Supplied data START

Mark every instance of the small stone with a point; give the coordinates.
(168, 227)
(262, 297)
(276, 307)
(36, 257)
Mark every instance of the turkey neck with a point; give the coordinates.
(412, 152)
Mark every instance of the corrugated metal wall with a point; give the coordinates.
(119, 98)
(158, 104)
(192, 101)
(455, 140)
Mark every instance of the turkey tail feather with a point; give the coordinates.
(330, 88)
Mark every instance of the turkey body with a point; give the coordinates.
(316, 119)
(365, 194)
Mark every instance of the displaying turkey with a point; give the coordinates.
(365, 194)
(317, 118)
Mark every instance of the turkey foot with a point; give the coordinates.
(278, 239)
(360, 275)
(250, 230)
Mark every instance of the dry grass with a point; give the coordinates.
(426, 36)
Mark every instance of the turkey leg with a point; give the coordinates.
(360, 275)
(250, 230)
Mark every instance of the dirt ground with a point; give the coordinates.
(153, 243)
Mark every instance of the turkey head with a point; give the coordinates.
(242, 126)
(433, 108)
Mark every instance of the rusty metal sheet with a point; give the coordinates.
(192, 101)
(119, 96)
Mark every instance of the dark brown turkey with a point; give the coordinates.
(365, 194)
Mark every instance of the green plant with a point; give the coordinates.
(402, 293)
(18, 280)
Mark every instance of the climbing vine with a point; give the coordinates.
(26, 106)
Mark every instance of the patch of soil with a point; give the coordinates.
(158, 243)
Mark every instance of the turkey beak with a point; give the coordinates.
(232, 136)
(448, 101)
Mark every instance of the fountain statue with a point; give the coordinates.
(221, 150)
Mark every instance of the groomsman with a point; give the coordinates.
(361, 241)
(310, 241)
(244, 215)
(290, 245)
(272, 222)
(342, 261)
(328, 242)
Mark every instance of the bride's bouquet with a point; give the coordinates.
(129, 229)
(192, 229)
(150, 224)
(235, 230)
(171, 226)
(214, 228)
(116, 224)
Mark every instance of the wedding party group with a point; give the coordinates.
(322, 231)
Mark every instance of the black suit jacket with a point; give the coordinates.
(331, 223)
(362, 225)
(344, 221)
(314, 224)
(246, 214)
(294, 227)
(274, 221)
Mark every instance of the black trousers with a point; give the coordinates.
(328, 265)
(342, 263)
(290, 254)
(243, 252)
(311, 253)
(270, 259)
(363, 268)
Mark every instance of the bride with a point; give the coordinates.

Supplied data END

Task instructions: The complete data above is to be written out again as it stands.

Response area:
Mark every instance of the small stone with a point; give the coordinates.
(168, 227)
(262, 297)
(276, 307)
(36, 257)
Mark every instance of the turkey neck with a point; give the coordinates.
(412, 152)
Mark every instance of the corrugated metal wall with a point; give the coordinates.
(119, 98)
(158, 104)
(192, 101)
(455, 140)
Mark every instance of the turkey tail feather with a point; give the coordinates.
(330, 88)
Mark every instance of the turkey body with a point; give the coordinates.
(316, 119)
(365, 194)
Mark every instance of the displaying turkey with a point; give the coordinates.
(365, 194)
(317, 118)
Mark every instance of the turkey foot with a point; give the coordinates.
(278, 239)
(360, 275)
(250, 230)
Mark every instance of the dry grass with a point; give the coordinates.
(426, 36)
Mark every instance of the turkey leg with a point; give the coordinates.
(360, 275)
(250, 230)
Mark every instance of the dirt ground with a point; give the coordinates.
(153, 243)
Mark every instance of the turkey head with a point; give the coordinates.
(242, 126)
(433, 108)
Mark every instance of the rusty metal sheet with a point; give the coordinates.
(192, 101)
(119, 96)
Mark every instance of the dark brown turkey with a point; give the coordinates.
(365, 194)
Mark every instance of the green plant with a point; give the coordinates.
(402, 293)
(18, 280)
Mark every instance of the climbing vine with a point; give the coordinates.
(26, 106)
Mark every instance of the patch of soil with a point; give the coordinates.
(158, 243)
Mark every instance of the turkey beak with a point; give the coordinates.
(232, 136)
(448, 101)
Mark every instance of the fountain statue with a point; give the coordinates.
(221, 150)
Mark every instance of the groomsman with a point; give the coordinates.
(361, 241)
(310, 241)
(244, 215)
(290, 245)
(272, 222)
(342, 261)
(328, 242)
Mark every instance of the bride's bouquet with a point; give the coordinates.
(129, 229)
(192, 229)
(150, 224)
(235, 230)
(171, 226)
(214, 228)
(116, 224)
Mark every instance of the wedding party group with a point; give the coordinates.
(322, 231)
Mark every instance of the black suit jacket with a point; give the coordinates.
(331, 223)
(362, 225)
(344, 221)
(314, 224)
(246, 214)
(294, 227)
(274, 221)
Mark every instance of the black trousers with a point; give the coordinates.
(328, 265)
(342, 263)
(290, 254)
(243, 252)
(311, 253)
(270, 259)
(363, 268)
Mark every instance of the bride with a point; give the coordinates.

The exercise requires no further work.